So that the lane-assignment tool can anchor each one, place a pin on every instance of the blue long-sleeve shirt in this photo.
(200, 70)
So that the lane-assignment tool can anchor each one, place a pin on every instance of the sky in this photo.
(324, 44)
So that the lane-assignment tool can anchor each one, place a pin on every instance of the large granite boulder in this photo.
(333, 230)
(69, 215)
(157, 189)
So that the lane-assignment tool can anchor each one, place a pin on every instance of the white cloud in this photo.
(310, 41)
==
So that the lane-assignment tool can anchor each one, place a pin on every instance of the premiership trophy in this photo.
---
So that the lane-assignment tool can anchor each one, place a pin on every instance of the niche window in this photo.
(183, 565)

- _To be done_:
Return every line of the records above that contains the word "this". Uppercase and lowercase letters count as different.

- _The reply_:
So that the lane-assignment tool can anchor each one, place a pin on every instance of the blue long-sleeve shirt in this photo.
So that the lane-assignment tool can anchor each one, place a pin on every instance of the sky in this photo.
So that the lane-assignment tool can anchor each one, place a pin on every instance of the large granite boulder in this photo.
So that the lane-assignment tool can anchor each one, place a pin on every instance of the white cloud in this photo.
So that the lane-assignment tool can anchor each one, place a pin on every instance of the premiership trophy in this photo.
So that the lane-assignment tool can anchor each one, place a pin on every instance of the niche window in this photo.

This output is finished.